**PROBLEMS TO WORK ON**
#1 Transcribe the passage on car electronic control units below from "This has resulted" to "on energy efficiency.".
#2 Summarize the passage on car electronic control units below in two sentences.
··· SOURCE PASSAGE ···
This has resulted in the number ECUs in the average car doubling over the past ten years, with cars now typically having more than 125 ECUs. The growing number of units units take up space, increase power draw and the additional weight impacts on energy efficiency.

To overcome the drawbacks of these "federated architectures" many OEMs are turning to the consolidation of ECUs as a possible solution to the growing demands. But, this consolidation does not come without challenges:

  • Increased software complexity
  • Consolidation creates complex integration issues
  • Intricate testing threatens to extend time-to-market
In meeting these challenges many suppliers and OEMs are looking at existing disciplines in areas of data processing and consumer electronics. Here, the ever-growing demand for more performance, lower costs, and more compact packaging is being met through the use of multicore processors and virtualization technology.

Multicore processors

The fundamental benefit of multi-core processing is the execution of multiple program instructions in parallel and independent of each other. Traditional processors have one core and execute one instruction at a time. Nevertheless the novelty of the technology is actually not in having multiple cores processing in parallel but having those cores on the same processor.
··· COLLECTED DATA ···
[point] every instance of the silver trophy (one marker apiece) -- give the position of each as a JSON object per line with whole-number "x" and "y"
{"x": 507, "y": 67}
···
**TASK-BY-TASK SOLUTIONS**
#1
This has resulted in the number ECUs in the average car doubling over the past ten years, with cars now typically having more than 125 ECUs. The growing number of units units take up space, increase power draw and the additional weight impacts on energy efficiency.

#2 The number of ECUs in the average car has doubled over the past ten years to typically more than 125, and these units take up space, increase power draw and add weight that affects energy efficiency. Many OEMs are consolidating ECUs despite challenges such as more complex software, integration issues and intricate testing that could extend time-to-market, and suppliers and OEMs are looking to data processing and consumer electronics, where multicore processors and virtualization meet similar demands.